**Exercise aim:** Exclude images, then output the remaining data verbatim.

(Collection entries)
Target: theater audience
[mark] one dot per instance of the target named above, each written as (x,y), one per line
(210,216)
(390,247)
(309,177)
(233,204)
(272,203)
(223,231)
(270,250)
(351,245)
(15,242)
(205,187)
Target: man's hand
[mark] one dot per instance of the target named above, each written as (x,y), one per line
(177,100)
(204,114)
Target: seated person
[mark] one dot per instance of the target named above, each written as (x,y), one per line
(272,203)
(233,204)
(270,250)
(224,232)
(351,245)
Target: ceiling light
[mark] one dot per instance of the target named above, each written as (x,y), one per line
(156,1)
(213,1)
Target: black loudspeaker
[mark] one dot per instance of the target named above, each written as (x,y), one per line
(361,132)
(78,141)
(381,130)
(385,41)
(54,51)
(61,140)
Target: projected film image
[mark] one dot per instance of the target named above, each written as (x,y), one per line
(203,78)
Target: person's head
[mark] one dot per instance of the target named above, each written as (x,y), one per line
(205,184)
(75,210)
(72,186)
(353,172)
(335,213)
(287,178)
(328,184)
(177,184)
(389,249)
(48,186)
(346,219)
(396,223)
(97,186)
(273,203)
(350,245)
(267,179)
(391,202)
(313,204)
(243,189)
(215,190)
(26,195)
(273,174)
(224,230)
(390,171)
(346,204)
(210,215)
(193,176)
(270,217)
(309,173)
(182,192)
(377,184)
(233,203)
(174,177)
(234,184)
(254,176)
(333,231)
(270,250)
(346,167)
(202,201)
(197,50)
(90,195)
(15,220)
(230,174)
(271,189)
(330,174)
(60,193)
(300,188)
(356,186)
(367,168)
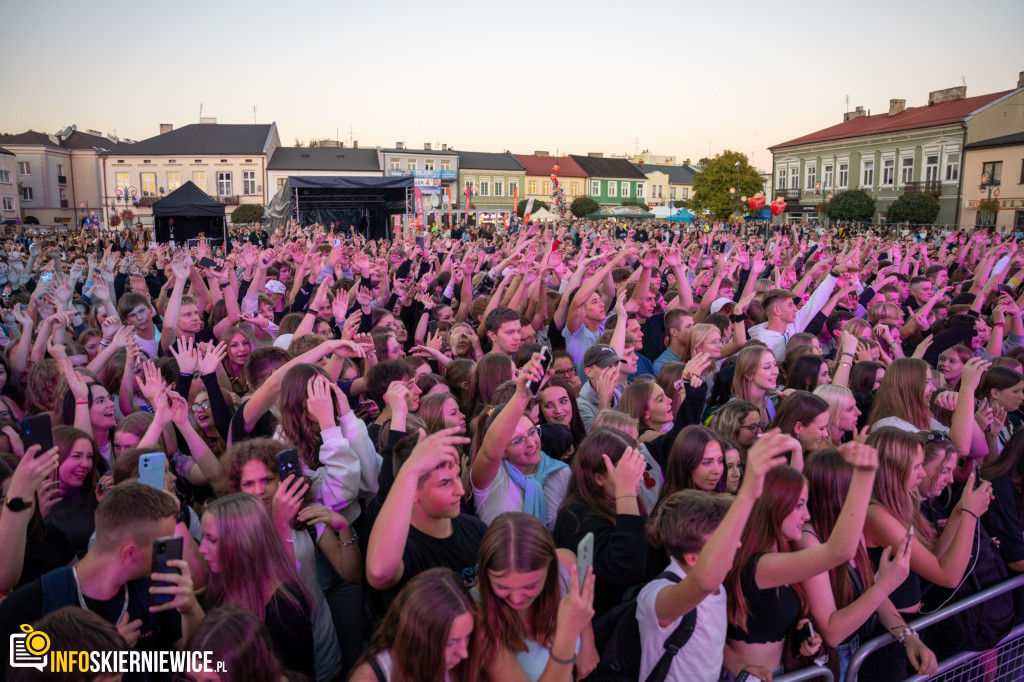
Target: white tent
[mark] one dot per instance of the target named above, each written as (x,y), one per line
(544,214)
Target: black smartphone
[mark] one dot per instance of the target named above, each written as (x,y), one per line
(288,464)
(164,550)
(36,430)
(535,386)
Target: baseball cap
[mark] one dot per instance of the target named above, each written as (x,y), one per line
(602,355)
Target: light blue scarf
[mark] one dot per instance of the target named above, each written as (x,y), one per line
(532,485)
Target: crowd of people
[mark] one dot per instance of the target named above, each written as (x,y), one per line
(429,459)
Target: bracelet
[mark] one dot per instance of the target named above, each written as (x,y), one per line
(564,662)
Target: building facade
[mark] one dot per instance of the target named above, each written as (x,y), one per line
(907,150)
(227,162)
(9,207)
(610,181)
(494,180)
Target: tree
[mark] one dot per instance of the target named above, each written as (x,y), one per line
(920,209)
(538,205)
(711,185)
(636,202)
(851,206)
(247,213)
(583,206)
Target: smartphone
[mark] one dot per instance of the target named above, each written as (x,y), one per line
(36,430)
(585,557)
(152,468)
(165,550)
(535,386)
(288,464)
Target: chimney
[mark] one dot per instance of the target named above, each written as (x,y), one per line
(949,94)
(855,114)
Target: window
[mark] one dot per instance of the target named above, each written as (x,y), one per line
(148,181)
(952,167)
(994,170)
(249,182)
(223,183)
(906,171)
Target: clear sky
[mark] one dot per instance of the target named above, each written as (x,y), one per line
(676,78)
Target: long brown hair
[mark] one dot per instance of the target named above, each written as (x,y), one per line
(588,465)
(828,478)
(517,543)
(763,533)
(902,393)
(416,628)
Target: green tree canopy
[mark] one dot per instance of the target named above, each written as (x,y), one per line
(851,206)
(920,209)
(583,206)
(711,185)
(247,213)
(521,208)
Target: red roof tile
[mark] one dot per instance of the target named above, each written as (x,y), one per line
(914,117)
(542,165)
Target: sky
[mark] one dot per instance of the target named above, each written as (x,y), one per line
(681,79)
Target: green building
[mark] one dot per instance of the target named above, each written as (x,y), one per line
(904,151)
(494,180)
(610,181)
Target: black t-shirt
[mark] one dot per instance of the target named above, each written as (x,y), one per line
(262,429)
(653,336)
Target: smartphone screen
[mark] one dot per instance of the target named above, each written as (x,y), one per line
(585,557)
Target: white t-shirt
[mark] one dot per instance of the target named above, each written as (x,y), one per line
(503,496)
(700,657)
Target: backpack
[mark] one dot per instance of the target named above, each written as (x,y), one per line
(616,634)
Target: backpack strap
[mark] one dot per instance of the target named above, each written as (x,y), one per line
(676,640)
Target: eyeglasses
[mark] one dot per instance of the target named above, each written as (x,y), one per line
(200,407)
(521,440)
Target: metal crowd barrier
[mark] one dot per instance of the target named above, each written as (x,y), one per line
(1004,663)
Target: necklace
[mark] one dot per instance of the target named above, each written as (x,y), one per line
(81,597)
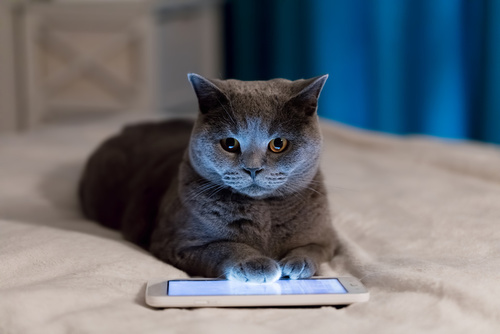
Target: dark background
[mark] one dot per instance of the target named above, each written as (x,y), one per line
(399,66)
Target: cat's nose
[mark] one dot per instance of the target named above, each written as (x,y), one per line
(252,171)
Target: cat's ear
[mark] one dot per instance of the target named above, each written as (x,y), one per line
(307,98)
(209,95)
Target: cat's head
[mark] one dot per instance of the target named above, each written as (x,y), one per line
(260,138)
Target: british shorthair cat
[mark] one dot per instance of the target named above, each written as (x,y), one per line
(236,194)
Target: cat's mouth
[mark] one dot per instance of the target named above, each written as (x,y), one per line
(259,187)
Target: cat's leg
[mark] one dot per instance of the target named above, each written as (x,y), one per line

**The completed task:**
Target: theater audience
[mark] one dot per instance of the target named above, each written as (x,y), one per line
(210,216)
(390,247)
(309,177)
(233,204)
(272,203)
(223,231)
(270,250)
(351,245)
(15,242)
(205,187)
Target: man's hand
[mark] one dot per instance of the target named above, each written as (x,y), one per line
(177,100)
(204,114)
Target: seated person
[mark] one dot per instance of the target named above, each written as (x,y), one per line
(272,203)
(233,204)
(270,250)
(224,232)
(351,245)
Target: ceiling light
[mark] one dot per instance of the target named above, each written as (x,y), one per line
(156,1)
(213,1)
Target: black loudspeaker
[mark] one dot per instance of the target named above, each written as (x,y), one per line
(361,132)
(78,141)
(381,130)
(385,41)
(54,51)
(61,140)
Target: projected film image
[mark] one dot per instance of the target named above, each written as (x,y), one per line
(203,78)
Target: person's head
[mark] one dot per instance of the target named above, each written as (x,y), one per line
(205,184)
(75,210)
(72,186)
(353,172)
(335,213)
(287,178)
(328,184)
(177,184)
(389,249)
(48,186)
(346,219)
(396,223)
(97,186)
(273,203)
(350,245)
(267,179)
(391,202)
(313,204)
(243,189)
(215,190)
(26,195)
(273,174)
(224,230)
(390,171)
(346,204)
(210,215)
(193,176)
(270,217)
(309,173)
(182,192)
(377,184)
(233,203)
(174,177)
(234,184)
(254,176)
(333,231)
(270,250)
(346,167)
(202,201)
(197,50)
(90,195)
(15,220)
(230,174)
(271,189)
(330,174)
(60,193)
(300,188)
(356,186)
(367,168)
Target: white tent
[mark] one dot per instance of the target named above, each written as (x,y), one per line
(544,214)
Target: black smartphone
[mark] one dot per instance of the target named above, each written as (x,y), one per line
(288,464)
(164,550)
(36,430)
(535,386)
Target: baseball cap
[mark] one dot per instance of the target named above, each written as (x,y), one per line
(602,355)
Target: light blue scarf
[mark] one dot per instance of the target named above, each written as (x,y), one per line
(532,485)
Target: crowd of people
[mark] one dot per instance of the target named above, each written as (x,y), one per line
(429,459)
Target: bracelet
[mark] one dot per instance of the target named above, each written as (x,y), one per line
(564,662)
Target: building facade
[mark] one dot per instance of the target named above, each written as (x,y), one per line
(907,150)
(227,162)
(9,207)
(610,181)
(494,180)
Target: tree
[mark] one dot per instance of the target named above, each written as (x,y), one per line
(920,209)
(538,205)
(711,185)
(636,202)
(851,206)
(247,213)
(583,206)
Target: smartphone
[mark] one dot per instance of the target named above, each written as (x,y), one per line
(36,430)
(585,557)
(152,468)
(165,550)
(535,386)
(288,464)
Target: chimney
[mark] one dot per instance of the target named above, each written as (x,y), one per line
(949,94)
(855,114)
Target: window
[mark] one dot per instance of the target named above, each written as (x,y), one per line
(148,181)
(952,167)
(994,170)
(249,182)
(223,183)
(906,171)
Target: clear sky
[mark] one dot per instance of the target named above, each written as (x,y), one per line
(676,78)
Target: long brown hair
[mark] one dot per instance of the target named above, each written as (x,y), one per line
(588,465)
(828,478)
(517,543)
(763,533)
(902,393)
(416,628)
Target: green tree canopy
[mark] one dot per instance of the target named above, each written as (x,y), one per line
(851,206)
(920,209)
(583,206)
(711,185)
(247,213)
(521,208)
Target: red roof tile
[mark] one dot per instance of the target named above, each written as (x,y), one per line
(914,117)
(542,165)
Target: sky
[mark] one dot per instance of the target named above, each written as (x,y), one per line
(681,79)
Target: green building
[mark] one dot per instance of the target named above, each written as (x,y), one per line
(904,151)
(494,180)
(610,181)
Target: black t-shirt
[mark] one dot per instance of the target named above, each written as (x,y), one per line
(262,429)
(653,336)
Target: smartphone screen
[mark] one dot per instance of the target named above, each written as (x,y), one per line
(585,557)
Target: white t-shirt
[mark] one dot per instance of the target named above, each written as (x,y), one per line
(503,496)
(700,657)
Target: backpack
[mark] one dot per instance of the target named above, each written as (x,y), one per line
(616,634)
Target: backpack strap
[mark] one dot per instance of the target named above, each written as (x,y), one per line
(676,640)
Target: eyeglasses
[mark] one dot per instance of the target named above, each written as (x,y), one per line
(200,407)
(521,440)
Target: metal crowd barrier
[mark] one dot per instance of the target named above, each written as (x,y), one per line
(1004,663)
Target: necklace
[mark] one dot per instance of the target named above, each written as (x,y), one per line
(81,597)
Target: dark background
[mark] one dot per instance of the target named above, each written as (x,y), one per line
(399,66)
Target: cat's nose
[mark] one dot per instance of the target named above, each written as (x,y), one per line
(252,171)
Target: cat's ear
[mark] one dot per instance of the target named above, each written as (x,y), one per line
(307,98)
(209,95)
Target: cat's head
[mark] one dot per instance of the target named above, each written as (x,y), one per line
(260,138)
Target: british shorthair cat
[mark] one dot per instance of the target named above, each written as (x,y), one per line
(236,194)
Target: cat's mouth
[mark] one dot per instance of the target named above, each written as (x,y), one per line
(259,187)
Target: cat's leg
[mark] one dot per instance of the target named above, each written as (x,y), one per line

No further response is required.